Abro a coluna com o papo sobre a burrice e a engenharia.

Da burrice e da engenharia

Era uma vez... Viajando pelo interior de Minas, o arquiteto Marcos Vasconcelos encontrou um grupo de trabalhadores abrindo uma estrada:

- Esta estrada vai até onde?

- Muito longe, muito longe, doutor. Atravessa o vale, retorce na beirada da serra, quebra pela esquerda, retoma pela direita, desemboca em frente, e vai indo, vai indo, até chegar a Ponte Nova, passando pelos baixios e cabeceiras.

- Vocês têm engenheiro, arquiteto, teodolito, instrumentos de medição?

- Num tem não, doutor. Nós tem um burro, que nós manda ir andando, andando. Por onde ele for, aí é o melhor caminho. Nós vai picando, picando.

- E quando não tem burro?

- Aí não tem jeito, doutor; nós chama um engenheiro mesmo. 

O arquiteto seguiu adiante filosofando sobre as artes da burrice e da engenharia.

  • Panorama

Haja desconfiança...

Está chegando a hora de conferir resultados. A observação é o propósito da desconfiança que grassa na comunidade polarizada. Este consultor não tem dúvidas. As pesquisas indicam, a esta altura, os vencedores do pleito presidencial, havendo pequena possibilidade de reviravolta no ranking de vitoriosos. Se isso ocorresse, seria o maior desastre no campo das pesquisas eleitorais. Um furo gigantesco. Por não acreditar neste furo, o analista de política aqui se faz presente para traçar cenários do amanhã. Se o furo acontecer, só resta concluir que, em política, o impossível acontece. Sob as asas do Imponderável.

Lula crescendo

Nos últimos dias, a sensação é a de que Lula oscila para cima e Bolsonaro para baixo. O elemento que poderia ainda provocar mudanças nesse final de campanha é o debate amanhã, quinta, na TV Globo. Pode, ainda, alterar situações, mas não a ponto de reverter por completo a posição dos protagonistas. Lula passou a focar no voto útil. Ciro continuou a bater nele e em Bolsonaro. Já este tenta destruir a imagem do ex-presidente. Simone age com ponderação e Soraya usa bem a visibilidade, criando memes com a "vara curta" de Bolsonaro.

Questionamentos

Se a margem entre Lula e Bolsonaro for larga, haverá poucas chances de questionamento. Se os índices forem iguais ou menores que 5 pontos, o presidente ensaiará ampla mobilização de suas bases, com questionamentos e chamada geral para ocupação de ruas. Não aceitará os resultados. Os observadores internacionais, que acompanharão as eleições, serão testemunhas importantes do processo. O mundo dará repercussão a eventuais aglomerações. Este analista não aposta nessa hipótese.

30 por cento

A extrema direita, embalada pelo bolsonarismo, terá protagonismo na esfera política. Tende a manter-se mobilizada, disposta a ganhar papel mais ativo na mobilização social, com voz firme na condução de bandeiras conservadoras. Afinal, os 30% ocupados pelo bolsonarismo constituem um espaço importante a ser ocupado. Bolsonaro, se quiser continuar na arena política, tem condições de liderar sua ala e acompanhar com atenção a frente interpartidária formada no entorno de Lula. Será difícil, porém, manter todos os direitistas sob um único partido. Ficarão dispersos.

######

# TAREFAS DO EXERCÍCIO
**1)** De acordo com a coluna, o que os trabalhadores usam para decidir por onde passa a estrada?
**2)** Retome a coluna sobre a eleição presidencial logo após a última frase apresentada.

Exemplos de rotulagem de pontos
######

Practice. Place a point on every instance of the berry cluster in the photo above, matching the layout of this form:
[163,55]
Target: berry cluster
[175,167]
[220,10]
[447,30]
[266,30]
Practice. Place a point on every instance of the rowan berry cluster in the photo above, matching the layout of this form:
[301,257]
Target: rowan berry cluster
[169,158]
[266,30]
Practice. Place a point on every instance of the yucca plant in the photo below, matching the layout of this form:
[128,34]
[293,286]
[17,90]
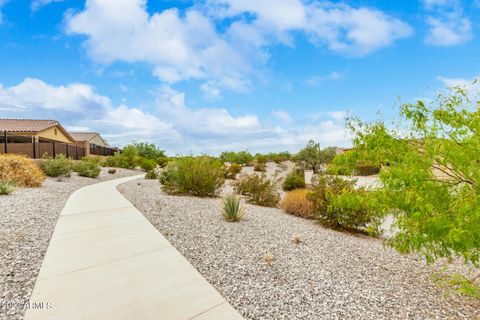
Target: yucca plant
[232,209]
[7,187]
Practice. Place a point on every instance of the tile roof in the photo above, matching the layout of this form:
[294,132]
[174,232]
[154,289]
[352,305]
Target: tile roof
[83,136]
[26,125]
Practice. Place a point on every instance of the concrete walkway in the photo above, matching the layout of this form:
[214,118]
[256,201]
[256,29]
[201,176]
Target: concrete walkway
[106,261]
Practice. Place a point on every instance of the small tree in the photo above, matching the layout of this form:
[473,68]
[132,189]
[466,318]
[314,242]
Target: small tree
[431,175]
[148,150]
[310,157]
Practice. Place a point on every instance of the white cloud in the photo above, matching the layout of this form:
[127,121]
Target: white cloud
[334,76]
[210,90]
[36,5]
[447,24]
[224,42]
[33,93]
[179,46]
[354,31]
[451,30]
[282,116]
[171,124]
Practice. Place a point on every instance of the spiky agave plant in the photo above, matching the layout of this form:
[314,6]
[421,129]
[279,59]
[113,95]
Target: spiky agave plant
[7,187]
[232,209]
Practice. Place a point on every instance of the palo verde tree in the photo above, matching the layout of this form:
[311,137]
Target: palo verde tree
[310,157]
[430,175]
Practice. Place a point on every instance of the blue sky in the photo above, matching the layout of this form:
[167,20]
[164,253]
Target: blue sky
[214,75]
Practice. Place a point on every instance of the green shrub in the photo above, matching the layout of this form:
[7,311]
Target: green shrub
[198,176]
[147,150]
[151,174]
[337,204]
[232,209]
[260,167]
[296,203]
[233,170]
[293,180]
[242,157]
[147,164]
[261,158]
[258,190]
[88,167]
[162,162]
[128,158]
[7,187]
[23,171]
[59,166]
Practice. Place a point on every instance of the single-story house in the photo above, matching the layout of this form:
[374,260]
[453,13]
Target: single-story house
[36,138]
[35,129]
[93,143]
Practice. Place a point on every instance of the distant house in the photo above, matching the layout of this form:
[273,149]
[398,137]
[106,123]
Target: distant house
[35,138]
[37,130]
[93,143]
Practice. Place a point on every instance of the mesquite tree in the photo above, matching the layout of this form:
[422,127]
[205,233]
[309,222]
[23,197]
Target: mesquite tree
[430,175]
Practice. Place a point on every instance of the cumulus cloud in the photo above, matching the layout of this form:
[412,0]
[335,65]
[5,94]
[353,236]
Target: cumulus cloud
[171,123]
[447,24]
[224,43]
[333,76]
[36,5]
[354,31]
[282,116]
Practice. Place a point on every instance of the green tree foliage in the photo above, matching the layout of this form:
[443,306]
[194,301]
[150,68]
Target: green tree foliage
[328,154]
[310,157]
[431,175]
[148,150]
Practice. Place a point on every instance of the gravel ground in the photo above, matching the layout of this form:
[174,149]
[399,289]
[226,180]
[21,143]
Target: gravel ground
[329,275]
[27,219]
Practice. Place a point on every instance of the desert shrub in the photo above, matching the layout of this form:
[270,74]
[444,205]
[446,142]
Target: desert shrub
[232,209]
[294,180]
[147,164]
[128,158]
[279,157]
[261,158]
[59,166]
[242,157]
[198,176]
[147,150]
[366,169]
[7,187]
[337,204]
[151,174]
[260,167]
[162,161]
[296,203]
[258,190]
[20,169]
[88,167]
[233,170]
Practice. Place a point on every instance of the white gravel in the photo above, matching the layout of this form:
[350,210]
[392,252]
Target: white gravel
[329,275]
[27,219]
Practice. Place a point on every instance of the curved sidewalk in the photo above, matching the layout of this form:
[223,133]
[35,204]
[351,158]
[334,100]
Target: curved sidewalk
[106,261]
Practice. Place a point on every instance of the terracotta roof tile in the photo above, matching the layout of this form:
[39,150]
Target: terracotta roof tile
[26,125]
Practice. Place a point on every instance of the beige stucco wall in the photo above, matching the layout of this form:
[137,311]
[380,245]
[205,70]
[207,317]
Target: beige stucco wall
[50,134]
[98,141]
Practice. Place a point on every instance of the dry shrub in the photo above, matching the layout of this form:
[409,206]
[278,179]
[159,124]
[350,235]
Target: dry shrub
[23,171]
[296,203]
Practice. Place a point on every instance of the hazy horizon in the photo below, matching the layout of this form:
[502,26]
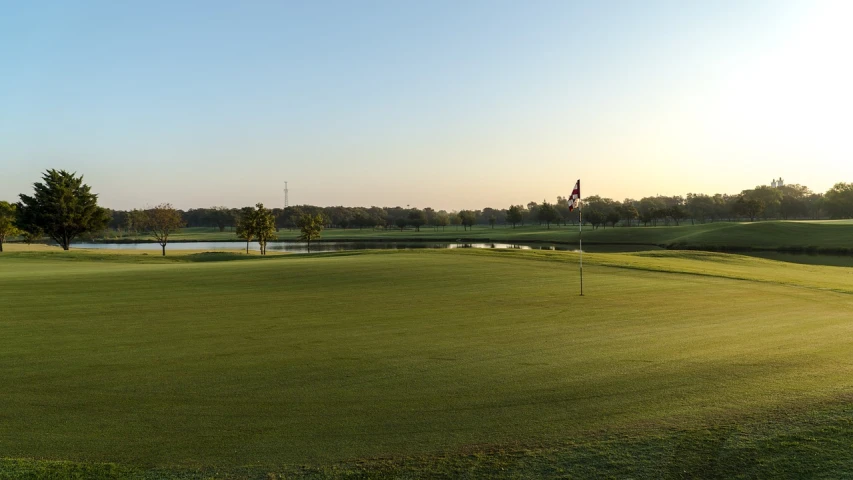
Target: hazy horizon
[447,105]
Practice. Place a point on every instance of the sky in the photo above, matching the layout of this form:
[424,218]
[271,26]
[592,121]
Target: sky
[447,104]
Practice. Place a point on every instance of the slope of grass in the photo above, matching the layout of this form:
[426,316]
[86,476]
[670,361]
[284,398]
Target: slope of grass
[441,362]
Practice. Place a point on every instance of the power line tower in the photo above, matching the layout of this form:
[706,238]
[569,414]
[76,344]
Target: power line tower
[286,204]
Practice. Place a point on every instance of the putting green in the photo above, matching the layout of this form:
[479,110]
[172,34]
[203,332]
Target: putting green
[328,358]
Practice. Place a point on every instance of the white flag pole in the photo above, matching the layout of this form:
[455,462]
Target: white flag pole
[580,239]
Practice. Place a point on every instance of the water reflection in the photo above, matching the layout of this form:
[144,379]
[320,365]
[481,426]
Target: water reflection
[300,247]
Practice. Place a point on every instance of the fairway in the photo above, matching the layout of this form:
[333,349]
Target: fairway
[292,360]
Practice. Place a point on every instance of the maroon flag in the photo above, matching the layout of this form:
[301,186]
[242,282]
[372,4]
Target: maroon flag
[575,198]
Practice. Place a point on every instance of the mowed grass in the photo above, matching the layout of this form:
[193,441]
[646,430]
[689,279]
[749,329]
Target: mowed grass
[431,355]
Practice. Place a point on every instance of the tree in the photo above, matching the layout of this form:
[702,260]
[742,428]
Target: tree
[838,201]
[514,215]
[30,237]
[596,218]
[417,218]
[456,220]
[134,221]
[7,222]
[310,227]
[162,221]
[263,226]
[547,213]
[63,207]
[748,207]
[246,226]
[628,211]
[676,213]
[220,216]
[769,197]
[467,219]
[441,219]
[612,218]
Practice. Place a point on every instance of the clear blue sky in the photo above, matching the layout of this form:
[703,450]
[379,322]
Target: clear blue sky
[456,104]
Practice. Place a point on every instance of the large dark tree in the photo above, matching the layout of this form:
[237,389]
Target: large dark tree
[63,207]
[7,222]
[162,221]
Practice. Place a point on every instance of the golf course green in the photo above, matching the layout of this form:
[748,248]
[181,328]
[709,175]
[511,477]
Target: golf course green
[674,364]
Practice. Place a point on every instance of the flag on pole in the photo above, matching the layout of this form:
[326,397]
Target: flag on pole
[575,198]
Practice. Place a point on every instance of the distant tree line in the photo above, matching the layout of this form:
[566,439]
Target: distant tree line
[761,203]
[62,208]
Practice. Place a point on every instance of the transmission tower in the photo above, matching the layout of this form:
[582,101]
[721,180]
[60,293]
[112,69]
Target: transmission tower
[286,204]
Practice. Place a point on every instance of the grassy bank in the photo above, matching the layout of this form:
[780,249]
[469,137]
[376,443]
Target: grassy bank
[430,362]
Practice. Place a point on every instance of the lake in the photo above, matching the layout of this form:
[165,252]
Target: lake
[300,247]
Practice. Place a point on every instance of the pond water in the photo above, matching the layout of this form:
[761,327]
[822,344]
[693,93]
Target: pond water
[300,247]
[806,258]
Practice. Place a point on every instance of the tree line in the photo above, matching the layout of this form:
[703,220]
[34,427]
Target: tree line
[761,203]
[63,208]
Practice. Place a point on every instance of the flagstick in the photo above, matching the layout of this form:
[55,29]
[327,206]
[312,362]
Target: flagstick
[580,242]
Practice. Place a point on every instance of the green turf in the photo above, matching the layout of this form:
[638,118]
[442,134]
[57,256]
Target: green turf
[439,361]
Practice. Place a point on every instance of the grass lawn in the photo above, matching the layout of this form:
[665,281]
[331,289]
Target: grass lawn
[423,363]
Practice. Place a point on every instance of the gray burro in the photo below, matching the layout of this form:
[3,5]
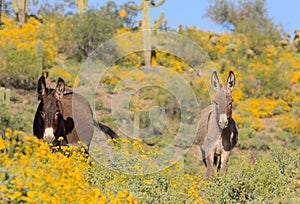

######

# RESULTADOS POR TAREFA
**1)** Um burro, que eles mandam ir andando; por onde ele for, aí é o melhor caminho.

**2)**
PT não será o mesmo

Não se espere do PT a mesma reza da cartilha que guiou seus passos desde a fundação. Para adquirir governabilidade, Lula, como comandante do país, deverá se inclinar de maneira forte em direção ao centro do arco ideológico, única alternativa para evitar a bolha em que se refugiou o PT em todo o seu percurso. O PT aprendeu com seus erros. Deve substituir o "nós e eles" por "todos nós, do centro democrático". Os quadros históricos do partido serão contemplados, até para se preservar consonância, mas novos perfis entrarão em cena.

O papel de Alckmin

Geraldo Alckmin, no papel de vice, não será figura decorativa. Lula passou a ter nele um quadro de confiança e apoio. Principalmente junto a setores do empresariado. Geraldo, se quiser, pode ser até ministro em pasta de importância estratégica, por exemplo, ministério da Defesa, só ultimamente ocupado por militares. Mas sua inserção na articulação política deverá dar o tom de sua atuação.

O papel de Gleisi

Gleisi Hoffmann, a presidente do PT, cumpriu religiosamente o papel que dela se esperava, sendo considerada um polo de aglutinação de interesses. Evitou dissensos e construiu unidade. Tem condição de voltar a compor a equipe ministerial, até para dar vez ao grupo de mulheres petistas na frente governativa.

Mercadante e Zé Dirceu

Aloisio Mercadante, ex-senador e ex-ministro, carro-chefe do programa do governo Lula, este que acabou não sendo mostrado até o momento, também deverá ser contemplado. Exerce boas relações no front da política, mas não é provável que seja inserido na área econômica. Já José Dirceu, que já foi o quadro mais poderoso do PT, abaixo apenas de Lula, para não causar polêmica, deve ser mantido a certa distância, o que não significa alheamento do governo. Dirceu é um experiente leitor de cenários e deverá manter acesos os dois olhos e alimentar o núcleo governativo com ideias.

Presidência das cúpulas

As cúpulas côncava e convexa do Congresso Nacional serão ocupadas por quadros contrários ao novo governo? Rodrigo Pacheco e Arthur Lira teriam condições de pleitear a continuidade nos mandos do Senado e da Câmara dos Deputados? Difícil. Mais provável é a eleição de nomes afinados aos novos governantes, sendo pouco provável que venham a ser lideranças de índole oposicionista. A força de um novo governante, para dar provas de sua efetividade, se revela inclusive na eleição de novos presidentes das casas congressuais.

A composição partidária

Em 2023 veremos uma recomposição partidária a partir dos agrupamentos hoje existentes: esquerda, bolsonaristas e Centrão. A Câmara deve diminuir sua fragmentação. A diminuição da fragmentação virá da extinção de partidos pequenos ou pela sua integração em federações. A extinção de partidos leva à pura e simples diminuição daqueles em atividade. A união em federação, desde que ela atinja a cláusula de barreira, faz com que os partidos continuem existindo, e assim mantenham sigla, identidade e estatutos.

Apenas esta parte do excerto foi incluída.